WRITTEN INSTRUCTION: Pull out every line of the records below that contains the string "with", matching case.

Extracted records
━━━━━━━━━━━━━━━━
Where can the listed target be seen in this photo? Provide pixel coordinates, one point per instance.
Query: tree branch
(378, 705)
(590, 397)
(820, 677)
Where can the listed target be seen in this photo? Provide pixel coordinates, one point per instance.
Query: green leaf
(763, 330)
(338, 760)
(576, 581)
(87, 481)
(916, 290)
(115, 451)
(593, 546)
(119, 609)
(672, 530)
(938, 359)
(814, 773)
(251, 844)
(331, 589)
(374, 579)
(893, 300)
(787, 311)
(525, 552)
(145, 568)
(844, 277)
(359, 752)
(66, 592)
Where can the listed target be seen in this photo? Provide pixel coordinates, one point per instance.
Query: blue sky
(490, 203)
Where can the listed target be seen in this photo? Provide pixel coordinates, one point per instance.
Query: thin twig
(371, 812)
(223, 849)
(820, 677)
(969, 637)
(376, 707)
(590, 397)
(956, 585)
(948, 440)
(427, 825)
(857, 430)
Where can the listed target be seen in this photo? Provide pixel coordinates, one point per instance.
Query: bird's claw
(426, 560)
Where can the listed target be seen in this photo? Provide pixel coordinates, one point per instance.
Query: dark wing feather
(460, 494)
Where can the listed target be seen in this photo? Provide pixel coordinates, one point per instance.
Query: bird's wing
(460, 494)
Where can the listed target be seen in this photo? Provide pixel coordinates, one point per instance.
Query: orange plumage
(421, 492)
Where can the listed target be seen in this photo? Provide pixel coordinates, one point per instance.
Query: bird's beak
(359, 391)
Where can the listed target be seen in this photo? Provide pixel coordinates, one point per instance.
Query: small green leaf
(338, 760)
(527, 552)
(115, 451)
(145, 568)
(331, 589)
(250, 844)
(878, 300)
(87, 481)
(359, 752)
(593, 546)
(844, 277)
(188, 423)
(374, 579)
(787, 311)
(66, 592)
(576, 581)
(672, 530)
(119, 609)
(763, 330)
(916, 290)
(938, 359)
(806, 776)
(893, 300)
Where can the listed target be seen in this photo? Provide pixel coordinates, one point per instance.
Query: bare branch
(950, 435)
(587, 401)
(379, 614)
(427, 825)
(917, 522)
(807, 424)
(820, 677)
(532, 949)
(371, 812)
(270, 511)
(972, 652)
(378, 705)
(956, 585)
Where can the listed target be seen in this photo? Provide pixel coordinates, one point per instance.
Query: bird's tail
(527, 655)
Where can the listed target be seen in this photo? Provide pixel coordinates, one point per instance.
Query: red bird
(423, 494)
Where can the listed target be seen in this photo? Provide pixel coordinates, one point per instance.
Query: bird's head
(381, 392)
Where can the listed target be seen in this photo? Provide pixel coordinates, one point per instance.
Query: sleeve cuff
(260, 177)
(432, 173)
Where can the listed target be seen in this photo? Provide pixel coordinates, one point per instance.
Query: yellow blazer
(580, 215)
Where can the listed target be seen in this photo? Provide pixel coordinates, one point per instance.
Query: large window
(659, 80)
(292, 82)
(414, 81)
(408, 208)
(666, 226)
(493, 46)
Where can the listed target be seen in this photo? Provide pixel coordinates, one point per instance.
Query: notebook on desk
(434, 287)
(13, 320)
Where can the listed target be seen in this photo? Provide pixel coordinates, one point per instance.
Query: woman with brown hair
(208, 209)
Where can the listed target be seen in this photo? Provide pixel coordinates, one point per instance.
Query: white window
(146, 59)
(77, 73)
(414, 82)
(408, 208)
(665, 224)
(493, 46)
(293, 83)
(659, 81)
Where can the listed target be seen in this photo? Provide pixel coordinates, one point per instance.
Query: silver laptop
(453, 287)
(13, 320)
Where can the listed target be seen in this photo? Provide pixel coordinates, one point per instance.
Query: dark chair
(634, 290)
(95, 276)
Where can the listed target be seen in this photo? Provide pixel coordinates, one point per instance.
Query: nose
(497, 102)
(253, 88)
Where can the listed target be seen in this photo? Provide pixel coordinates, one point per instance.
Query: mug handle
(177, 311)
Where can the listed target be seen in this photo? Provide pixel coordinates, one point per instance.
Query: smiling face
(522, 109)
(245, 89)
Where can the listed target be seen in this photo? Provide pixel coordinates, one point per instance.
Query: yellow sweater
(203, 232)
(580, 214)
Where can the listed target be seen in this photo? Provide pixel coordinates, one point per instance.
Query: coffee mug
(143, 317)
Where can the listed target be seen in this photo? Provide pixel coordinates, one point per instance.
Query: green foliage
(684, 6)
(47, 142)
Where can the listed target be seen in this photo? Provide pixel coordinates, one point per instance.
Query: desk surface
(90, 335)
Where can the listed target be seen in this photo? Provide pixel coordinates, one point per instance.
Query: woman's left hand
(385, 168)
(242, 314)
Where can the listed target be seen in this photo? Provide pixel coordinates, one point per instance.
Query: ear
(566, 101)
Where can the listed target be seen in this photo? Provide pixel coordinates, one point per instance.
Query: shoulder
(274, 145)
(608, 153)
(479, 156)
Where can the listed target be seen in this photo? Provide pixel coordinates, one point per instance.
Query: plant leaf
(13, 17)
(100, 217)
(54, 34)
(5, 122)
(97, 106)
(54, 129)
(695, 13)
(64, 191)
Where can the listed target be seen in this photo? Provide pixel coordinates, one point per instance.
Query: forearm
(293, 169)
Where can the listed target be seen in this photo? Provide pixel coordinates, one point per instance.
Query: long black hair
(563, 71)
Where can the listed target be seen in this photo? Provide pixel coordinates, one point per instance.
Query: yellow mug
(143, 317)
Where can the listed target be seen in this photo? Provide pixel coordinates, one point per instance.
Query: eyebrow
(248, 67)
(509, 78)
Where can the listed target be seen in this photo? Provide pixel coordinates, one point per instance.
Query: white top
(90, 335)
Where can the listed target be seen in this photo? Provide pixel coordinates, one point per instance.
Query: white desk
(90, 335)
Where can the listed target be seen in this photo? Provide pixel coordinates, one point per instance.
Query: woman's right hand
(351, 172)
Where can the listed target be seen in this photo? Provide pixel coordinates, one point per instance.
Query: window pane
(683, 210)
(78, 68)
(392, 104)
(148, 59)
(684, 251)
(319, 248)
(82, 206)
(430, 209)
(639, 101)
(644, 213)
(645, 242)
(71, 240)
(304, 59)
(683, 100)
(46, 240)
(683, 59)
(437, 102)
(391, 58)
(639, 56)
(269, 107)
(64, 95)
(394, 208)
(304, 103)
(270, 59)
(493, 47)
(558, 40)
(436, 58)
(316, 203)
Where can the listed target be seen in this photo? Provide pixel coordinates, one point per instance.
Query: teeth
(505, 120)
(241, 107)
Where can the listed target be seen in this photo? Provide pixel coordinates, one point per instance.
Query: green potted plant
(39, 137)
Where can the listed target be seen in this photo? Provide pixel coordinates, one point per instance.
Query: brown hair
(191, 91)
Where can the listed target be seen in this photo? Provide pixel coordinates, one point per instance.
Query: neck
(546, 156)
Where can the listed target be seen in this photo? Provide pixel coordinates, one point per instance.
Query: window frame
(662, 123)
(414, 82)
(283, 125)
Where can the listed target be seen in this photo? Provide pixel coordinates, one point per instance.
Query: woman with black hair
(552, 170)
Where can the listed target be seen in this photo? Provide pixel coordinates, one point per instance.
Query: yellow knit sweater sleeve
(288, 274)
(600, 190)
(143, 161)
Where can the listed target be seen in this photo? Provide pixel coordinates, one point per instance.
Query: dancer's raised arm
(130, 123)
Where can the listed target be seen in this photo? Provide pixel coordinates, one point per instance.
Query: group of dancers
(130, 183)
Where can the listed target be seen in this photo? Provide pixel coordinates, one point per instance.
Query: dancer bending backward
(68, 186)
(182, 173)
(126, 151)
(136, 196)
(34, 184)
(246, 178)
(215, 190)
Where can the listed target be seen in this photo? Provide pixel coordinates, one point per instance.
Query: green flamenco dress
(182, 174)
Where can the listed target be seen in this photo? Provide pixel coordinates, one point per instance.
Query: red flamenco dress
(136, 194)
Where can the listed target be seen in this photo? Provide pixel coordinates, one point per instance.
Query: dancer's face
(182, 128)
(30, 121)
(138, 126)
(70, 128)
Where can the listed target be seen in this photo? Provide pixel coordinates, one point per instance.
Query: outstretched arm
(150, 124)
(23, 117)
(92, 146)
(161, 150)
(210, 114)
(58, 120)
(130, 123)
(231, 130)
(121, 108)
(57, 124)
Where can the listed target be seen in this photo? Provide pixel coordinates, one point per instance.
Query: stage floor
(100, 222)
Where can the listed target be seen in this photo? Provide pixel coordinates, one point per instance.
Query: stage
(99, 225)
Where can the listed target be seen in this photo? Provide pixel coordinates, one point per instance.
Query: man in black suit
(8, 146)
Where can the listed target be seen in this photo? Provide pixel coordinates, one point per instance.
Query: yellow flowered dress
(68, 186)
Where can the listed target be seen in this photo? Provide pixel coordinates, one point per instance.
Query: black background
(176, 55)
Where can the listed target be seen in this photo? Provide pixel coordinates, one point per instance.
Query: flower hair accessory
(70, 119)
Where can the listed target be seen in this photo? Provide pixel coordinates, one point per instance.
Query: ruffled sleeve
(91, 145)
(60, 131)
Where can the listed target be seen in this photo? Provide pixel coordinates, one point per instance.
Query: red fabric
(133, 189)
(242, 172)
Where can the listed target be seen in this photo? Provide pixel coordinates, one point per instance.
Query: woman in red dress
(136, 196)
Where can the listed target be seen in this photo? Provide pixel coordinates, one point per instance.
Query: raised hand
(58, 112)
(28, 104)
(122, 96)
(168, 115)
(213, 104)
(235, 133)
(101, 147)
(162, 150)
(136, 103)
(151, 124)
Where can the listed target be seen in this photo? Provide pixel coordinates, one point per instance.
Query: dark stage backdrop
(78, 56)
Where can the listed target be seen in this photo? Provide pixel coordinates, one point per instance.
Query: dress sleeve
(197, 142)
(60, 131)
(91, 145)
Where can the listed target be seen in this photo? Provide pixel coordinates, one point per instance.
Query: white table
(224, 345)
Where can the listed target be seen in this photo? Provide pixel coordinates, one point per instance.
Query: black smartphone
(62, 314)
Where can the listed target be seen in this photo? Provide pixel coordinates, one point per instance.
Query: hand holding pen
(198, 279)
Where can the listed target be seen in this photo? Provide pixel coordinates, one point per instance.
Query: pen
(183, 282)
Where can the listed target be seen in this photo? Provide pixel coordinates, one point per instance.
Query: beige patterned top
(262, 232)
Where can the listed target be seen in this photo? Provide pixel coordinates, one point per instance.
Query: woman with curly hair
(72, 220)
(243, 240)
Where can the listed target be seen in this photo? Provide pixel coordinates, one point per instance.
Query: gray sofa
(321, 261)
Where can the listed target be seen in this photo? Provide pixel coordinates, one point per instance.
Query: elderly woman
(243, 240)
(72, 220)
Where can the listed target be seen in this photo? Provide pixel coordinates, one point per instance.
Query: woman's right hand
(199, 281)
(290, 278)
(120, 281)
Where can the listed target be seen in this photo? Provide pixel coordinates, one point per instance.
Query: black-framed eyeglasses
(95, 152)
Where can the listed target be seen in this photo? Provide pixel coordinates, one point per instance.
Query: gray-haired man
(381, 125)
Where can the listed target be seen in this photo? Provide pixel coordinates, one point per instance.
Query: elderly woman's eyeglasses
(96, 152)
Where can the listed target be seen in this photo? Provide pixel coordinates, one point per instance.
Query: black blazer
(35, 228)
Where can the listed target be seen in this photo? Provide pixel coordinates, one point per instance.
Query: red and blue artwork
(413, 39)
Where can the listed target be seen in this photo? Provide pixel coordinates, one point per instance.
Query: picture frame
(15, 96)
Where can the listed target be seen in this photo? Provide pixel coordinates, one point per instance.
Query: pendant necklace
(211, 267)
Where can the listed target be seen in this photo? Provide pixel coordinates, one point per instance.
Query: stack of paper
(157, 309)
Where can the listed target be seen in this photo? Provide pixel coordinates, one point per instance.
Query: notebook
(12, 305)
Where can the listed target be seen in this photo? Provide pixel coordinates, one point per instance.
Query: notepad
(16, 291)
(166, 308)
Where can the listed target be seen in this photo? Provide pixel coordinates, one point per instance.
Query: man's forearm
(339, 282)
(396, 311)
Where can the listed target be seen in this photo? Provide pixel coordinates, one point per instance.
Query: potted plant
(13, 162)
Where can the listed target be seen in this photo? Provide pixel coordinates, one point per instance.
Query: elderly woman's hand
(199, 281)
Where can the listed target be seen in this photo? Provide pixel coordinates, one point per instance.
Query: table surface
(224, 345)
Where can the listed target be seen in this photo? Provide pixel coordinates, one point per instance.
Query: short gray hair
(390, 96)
━━━━━━━━━━━━━━━━
RESPONSE TO THIS TASK:
Query: woman with brown hair
Query: woman with black hair
Query: woman with curly hair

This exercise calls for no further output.